=== ACTIVITY ===
Could you filter the records below down to the lines that include the word "fruit"?

===== ENTRIES SUPPLIED

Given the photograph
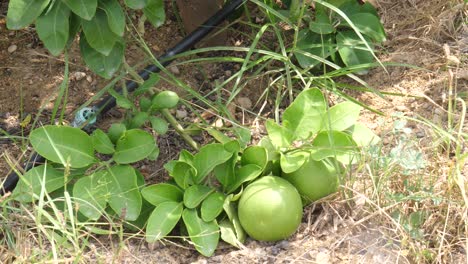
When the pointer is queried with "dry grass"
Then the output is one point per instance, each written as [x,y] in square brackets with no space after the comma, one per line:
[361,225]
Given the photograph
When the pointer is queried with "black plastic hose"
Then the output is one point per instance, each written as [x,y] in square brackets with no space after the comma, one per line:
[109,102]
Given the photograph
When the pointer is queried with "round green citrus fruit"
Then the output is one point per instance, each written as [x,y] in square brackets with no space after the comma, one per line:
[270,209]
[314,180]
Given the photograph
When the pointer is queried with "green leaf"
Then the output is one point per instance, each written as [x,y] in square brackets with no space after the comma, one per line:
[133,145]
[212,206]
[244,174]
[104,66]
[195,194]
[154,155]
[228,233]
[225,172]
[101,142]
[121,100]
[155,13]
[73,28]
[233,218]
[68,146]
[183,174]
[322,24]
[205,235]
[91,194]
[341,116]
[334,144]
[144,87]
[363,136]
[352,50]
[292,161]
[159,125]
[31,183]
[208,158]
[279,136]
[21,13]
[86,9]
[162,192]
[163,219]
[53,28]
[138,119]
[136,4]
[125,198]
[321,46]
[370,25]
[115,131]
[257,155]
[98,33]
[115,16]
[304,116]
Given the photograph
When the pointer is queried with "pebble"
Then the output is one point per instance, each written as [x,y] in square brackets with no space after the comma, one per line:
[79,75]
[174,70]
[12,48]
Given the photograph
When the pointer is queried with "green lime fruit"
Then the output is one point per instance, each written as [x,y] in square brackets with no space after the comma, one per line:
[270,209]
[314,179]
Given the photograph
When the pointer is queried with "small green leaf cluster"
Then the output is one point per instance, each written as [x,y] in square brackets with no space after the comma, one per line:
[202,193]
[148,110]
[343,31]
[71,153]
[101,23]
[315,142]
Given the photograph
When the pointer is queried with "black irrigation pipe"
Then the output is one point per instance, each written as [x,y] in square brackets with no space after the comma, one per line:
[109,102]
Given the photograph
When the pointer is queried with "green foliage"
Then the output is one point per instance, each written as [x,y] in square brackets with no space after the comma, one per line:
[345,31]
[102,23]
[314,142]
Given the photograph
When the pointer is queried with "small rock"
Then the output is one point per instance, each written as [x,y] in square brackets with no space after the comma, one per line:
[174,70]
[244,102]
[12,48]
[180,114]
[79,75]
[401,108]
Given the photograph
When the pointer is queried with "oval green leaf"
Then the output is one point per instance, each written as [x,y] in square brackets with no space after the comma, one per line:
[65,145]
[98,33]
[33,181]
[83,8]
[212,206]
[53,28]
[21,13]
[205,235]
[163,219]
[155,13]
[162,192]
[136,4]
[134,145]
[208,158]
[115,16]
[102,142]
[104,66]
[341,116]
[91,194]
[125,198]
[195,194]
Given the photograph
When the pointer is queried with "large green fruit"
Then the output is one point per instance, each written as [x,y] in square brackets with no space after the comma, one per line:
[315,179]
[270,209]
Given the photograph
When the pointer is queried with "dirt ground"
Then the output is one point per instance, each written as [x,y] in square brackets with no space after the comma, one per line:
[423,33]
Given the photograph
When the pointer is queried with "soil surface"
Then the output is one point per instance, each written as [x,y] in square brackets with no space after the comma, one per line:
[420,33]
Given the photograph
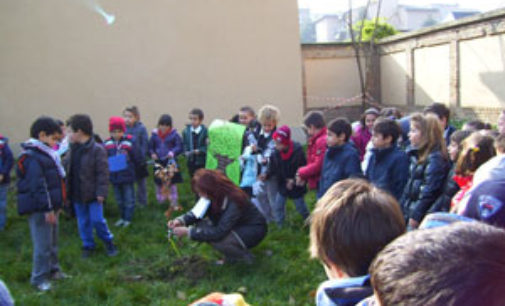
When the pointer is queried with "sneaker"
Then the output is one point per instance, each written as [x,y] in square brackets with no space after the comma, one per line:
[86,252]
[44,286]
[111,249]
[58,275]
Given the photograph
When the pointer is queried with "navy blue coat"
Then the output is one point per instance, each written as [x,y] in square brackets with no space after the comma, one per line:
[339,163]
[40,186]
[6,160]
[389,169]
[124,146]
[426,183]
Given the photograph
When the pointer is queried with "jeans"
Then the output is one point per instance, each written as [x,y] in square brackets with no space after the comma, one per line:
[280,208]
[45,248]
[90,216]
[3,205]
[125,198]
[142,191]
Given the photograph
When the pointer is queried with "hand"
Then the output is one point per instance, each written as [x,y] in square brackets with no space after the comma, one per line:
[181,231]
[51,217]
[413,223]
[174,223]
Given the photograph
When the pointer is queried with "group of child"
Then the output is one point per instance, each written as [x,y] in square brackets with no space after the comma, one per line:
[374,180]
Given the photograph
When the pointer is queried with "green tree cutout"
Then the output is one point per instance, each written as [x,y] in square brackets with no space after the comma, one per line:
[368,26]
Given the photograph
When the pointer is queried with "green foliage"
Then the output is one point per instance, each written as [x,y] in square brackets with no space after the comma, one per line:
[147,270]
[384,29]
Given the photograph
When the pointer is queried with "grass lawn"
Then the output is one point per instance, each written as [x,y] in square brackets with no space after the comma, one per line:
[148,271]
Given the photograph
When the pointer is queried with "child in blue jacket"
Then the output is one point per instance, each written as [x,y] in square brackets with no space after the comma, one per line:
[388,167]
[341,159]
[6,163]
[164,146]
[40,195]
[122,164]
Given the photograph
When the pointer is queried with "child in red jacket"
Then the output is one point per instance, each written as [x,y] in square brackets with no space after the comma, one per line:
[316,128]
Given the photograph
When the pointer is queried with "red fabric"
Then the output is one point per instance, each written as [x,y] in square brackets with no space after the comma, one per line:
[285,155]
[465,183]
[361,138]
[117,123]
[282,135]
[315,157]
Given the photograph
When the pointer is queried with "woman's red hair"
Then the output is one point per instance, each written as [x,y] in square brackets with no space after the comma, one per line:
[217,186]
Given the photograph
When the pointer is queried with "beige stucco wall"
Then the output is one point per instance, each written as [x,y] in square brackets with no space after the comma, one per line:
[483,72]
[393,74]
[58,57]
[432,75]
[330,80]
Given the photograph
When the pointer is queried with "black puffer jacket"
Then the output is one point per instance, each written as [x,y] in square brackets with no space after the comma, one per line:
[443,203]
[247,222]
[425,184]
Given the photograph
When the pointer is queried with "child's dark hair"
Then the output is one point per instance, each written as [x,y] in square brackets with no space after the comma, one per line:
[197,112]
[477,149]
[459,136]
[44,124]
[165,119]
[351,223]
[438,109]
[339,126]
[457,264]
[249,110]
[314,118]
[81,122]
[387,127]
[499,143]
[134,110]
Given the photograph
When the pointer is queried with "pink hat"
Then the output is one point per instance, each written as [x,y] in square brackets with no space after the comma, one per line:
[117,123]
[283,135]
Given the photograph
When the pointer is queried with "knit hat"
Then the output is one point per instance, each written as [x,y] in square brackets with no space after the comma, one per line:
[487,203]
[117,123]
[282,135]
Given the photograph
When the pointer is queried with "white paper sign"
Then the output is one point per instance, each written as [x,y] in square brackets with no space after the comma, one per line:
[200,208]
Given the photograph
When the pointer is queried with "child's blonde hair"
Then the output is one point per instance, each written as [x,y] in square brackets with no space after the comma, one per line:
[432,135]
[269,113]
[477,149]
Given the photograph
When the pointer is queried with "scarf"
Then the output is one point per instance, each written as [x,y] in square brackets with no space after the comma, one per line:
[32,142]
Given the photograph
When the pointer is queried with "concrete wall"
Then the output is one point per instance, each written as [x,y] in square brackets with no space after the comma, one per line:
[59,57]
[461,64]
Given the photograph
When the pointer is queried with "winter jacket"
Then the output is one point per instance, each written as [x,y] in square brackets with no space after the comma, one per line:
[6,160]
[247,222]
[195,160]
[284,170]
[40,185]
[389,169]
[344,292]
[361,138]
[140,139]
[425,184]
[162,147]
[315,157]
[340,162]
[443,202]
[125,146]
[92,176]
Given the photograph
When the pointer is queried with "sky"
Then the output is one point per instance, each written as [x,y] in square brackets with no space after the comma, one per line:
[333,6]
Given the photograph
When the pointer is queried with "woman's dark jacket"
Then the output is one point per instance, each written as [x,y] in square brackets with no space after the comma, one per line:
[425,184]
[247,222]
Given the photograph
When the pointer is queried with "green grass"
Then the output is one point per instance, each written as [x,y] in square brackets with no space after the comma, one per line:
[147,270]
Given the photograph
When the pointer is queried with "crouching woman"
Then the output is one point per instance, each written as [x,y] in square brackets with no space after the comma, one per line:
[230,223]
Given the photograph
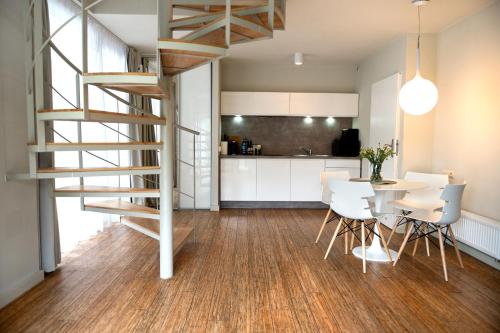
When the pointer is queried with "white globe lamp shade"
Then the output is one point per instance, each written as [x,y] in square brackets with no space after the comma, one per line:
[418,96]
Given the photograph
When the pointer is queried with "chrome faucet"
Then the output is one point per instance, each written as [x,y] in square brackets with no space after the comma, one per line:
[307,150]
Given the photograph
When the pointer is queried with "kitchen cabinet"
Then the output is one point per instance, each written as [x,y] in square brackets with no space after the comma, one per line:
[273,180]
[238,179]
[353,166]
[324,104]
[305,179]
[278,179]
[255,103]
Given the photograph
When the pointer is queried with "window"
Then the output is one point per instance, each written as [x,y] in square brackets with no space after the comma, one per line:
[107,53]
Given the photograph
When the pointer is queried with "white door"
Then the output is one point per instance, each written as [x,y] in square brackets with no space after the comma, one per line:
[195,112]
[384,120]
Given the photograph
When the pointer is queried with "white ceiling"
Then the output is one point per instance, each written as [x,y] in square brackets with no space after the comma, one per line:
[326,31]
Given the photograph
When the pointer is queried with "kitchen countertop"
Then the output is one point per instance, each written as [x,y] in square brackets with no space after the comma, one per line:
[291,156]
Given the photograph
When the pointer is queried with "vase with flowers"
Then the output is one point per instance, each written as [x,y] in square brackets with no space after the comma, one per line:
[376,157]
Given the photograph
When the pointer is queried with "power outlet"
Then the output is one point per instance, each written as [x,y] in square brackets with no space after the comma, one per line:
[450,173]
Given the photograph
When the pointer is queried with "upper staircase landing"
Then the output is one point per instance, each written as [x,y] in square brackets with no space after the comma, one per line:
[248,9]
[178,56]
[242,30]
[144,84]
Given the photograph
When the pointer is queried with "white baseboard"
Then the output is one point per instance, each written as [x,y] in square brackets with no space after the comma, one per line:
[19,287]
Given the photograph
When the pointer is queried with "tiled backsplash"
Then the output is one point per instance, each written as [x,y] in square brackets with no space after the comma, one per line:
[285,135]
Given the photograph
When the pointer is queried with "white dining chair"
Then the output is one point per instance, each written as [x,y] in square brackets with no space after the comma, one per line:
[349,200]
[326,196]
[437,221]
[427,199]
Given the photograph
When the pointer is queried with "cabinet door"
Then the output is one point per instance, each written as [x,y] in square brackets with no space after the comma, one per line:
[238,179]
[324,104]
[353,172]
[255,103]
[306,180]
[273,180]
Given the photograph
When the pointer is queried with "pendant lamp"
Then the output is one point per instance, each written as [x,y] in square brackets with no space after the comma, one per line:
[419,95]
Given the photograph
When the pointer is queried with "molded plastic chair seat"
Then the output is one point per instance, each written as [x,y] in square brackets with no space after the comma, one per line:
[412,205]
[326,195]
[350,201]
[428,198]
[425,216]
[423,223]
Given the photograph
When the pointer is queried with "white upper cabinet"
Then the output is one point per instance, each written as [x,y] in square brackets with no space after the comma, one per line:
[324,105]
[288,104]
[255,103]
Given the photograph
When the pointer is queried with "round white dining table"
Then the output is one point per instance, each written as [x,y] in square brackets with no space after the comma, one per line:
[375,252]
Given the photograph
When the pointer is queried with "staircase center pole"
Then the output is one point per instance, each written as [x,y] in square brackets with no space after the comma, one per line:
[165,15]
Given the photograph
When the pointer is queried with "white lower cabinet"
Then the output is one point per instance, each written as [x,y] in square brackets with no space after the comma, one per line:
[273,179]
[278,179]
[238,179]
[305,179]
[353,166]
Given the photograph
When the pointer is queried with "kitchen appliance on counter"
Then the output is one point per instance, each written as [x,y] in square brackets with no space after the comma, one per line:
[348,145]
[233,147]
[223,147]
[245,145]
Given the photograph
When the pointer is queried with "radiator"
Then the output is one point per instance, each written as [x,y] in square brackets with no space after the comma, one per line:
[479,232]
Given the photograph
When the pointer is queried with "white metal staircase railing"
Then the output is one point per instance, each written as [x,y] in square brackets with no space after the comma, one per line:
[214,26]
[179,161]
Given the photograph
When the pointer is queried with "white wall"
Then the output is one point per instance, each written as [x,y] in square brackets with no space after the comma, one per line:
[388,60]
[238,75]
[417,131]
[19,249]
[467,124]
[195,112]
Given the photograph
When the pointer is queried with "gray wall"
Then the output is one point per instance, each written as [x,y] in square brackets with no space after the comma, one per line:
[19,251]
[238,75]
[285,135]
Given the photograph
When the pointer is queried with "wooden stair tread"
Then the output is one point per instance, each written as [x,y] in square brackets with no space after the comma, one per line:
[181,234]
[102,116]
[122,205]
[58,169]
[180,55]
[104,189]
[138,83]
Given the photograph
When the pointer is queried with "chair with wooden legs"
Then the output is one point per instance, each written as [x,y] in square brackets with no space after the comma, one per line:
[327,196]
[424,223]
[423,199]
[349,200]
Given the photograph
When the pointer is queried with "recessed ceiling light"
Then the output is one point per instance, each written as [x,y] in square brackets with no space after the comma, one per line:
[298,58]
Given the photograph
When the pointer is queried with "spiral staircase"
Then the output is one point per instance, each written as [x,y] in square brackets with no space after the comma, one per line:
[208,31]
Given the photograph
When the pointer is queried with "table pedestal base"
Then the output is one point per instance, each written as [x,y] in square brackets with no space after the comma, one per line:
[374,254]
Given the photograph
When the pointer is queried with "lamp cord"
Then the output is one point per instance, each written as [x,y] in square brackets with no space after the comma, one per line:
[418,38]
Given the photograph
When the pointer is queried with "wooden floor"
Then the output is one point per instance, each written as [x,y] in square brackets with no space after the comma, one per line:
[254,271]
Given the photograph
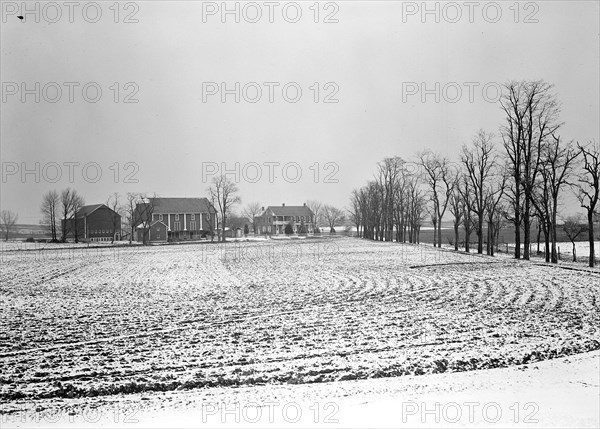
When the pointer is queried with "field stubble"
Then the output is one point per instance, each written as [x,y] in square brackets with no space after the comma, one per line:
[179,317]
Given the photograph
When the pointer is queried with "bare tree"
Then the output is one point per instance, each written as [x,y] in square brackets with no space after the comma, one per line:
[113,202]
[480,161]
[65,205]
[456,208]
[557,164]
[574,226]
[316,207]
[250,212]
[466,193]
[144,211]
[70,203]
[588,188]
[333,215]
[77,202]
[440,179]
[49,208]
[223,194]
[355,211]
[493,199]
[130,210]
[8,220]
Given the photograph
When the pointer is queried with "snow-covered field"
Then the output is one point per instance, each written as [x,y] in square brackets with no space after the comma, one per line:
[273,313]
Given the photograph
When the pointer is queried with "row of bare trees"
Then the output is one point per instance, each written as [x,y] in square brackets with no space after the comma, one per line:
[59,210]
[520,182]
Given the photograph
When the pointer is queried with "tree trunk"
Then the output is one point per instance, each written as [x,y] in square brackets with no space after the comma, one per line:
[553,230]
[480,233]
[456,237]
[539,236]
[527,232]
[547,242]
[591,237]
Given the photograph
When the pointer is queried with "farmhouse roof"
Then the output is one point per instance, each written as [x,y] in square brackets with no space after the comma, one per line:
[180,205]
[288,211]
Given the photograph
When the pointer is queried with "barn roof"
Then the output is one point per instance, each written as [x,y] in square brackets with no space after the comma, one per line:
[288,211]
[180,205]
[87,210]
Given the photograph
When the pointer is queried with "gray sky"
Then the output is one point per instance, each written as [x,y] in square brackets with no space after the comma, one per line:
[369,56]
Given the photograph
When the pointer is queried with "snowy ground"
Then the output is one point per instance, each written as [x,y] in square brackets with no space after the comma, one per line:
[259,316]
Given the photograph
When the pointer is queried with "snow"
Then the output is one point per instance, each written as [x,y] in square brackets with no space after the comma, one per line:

==========

=== OUTPUT FOR THIS TASK ===
When the pointer is queried with "round green citrus fruit"
When the pointer is queried with "green lime fruit"
When the pointer is queried with "large green fruit"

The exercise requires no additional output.